▸ Task requirements: Only certain lines below are wanted: those starting at the line containing "Mark one point per instance of the bare" and ending at the line containing "Mark one point per instance of the metal", both included, each retyped exactly.

▸ Exercise material:
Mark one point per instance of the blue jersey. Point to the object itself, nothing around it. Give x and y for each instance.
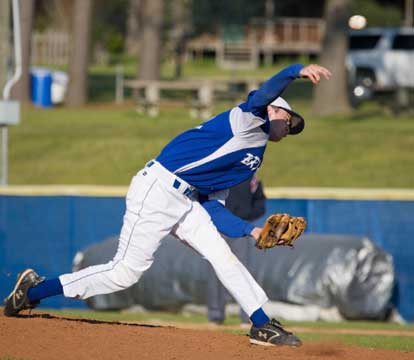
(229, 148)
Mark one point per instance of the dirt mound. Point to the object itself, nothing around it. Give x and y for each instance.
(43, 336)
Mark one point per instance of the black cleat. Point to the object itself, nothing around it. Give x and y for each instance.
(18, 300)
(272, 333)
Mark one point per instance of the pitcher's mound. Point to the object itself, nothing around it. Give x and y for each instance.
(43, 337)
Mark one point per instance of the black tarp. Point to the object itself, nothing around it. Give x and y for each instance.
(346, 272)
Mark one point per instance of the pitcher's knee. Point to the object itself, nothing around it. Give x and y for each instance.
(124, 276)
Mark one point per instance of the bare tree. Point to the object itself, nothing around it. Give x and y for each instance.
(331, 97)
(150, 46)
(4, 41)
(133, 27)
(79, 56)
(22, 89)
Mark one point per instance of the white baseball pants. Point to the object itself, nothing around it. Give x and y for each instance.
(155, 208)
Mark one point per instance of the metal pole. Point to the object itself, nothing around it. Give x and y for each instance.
...
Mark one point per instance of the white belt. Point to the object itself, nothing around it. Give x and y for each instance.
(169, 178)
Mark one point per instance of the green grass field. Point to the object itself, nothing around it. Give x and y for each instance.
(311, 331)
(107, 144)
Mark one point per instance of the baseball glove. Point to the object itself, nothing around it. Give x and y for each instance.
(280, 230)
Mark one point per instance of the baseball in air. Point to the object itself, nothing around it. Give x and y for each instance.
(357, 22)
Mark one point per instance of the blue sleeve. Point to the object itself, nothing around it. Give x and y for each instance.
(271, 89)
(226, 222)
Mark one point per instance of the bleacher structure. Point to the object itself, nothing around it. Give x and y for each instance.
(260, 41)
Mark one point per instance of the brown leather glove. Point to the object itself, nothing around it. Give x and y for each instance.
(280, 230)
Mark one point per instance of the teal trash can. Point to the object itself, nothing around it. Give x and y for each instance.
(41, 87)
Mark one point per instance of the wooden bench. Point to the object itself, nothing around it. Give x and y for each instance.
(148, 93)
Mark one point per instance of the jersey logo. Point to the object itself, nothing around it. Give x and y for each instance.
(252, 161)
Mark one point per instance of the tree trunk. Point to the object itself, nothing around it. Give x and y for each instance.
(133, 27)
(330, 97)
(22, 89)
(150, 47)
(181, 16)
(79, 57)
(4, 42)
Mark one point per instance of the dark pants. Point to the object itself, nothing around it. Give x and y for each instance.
* * *
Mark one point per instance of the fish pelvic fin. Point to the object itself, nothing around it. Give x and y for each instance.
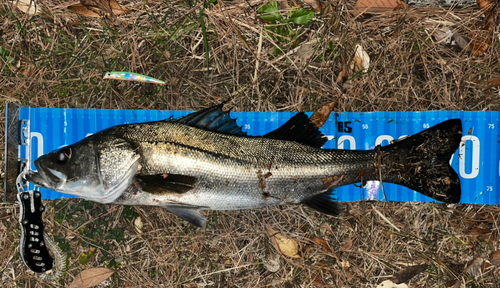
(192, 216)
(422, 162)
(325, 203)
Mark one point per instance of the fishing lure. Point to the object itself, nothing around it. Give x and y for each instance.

▸ Result below:
Mark one point per instance of the bare tree. Point to the object itself, nothing around it. Give x and y for each instance.
(331, 97)
(150, 46)
(4, 41)
(133, 27)
(79, 56)
(22, 89)
Mark one point per instance of the white baseball pants. Point to the object itself, nothing around it. Give x and y for each instance.
(155, 208)
Mark one point per instance of the metal pole. Point to the object itself, nothing around it. Give x and y for each instance.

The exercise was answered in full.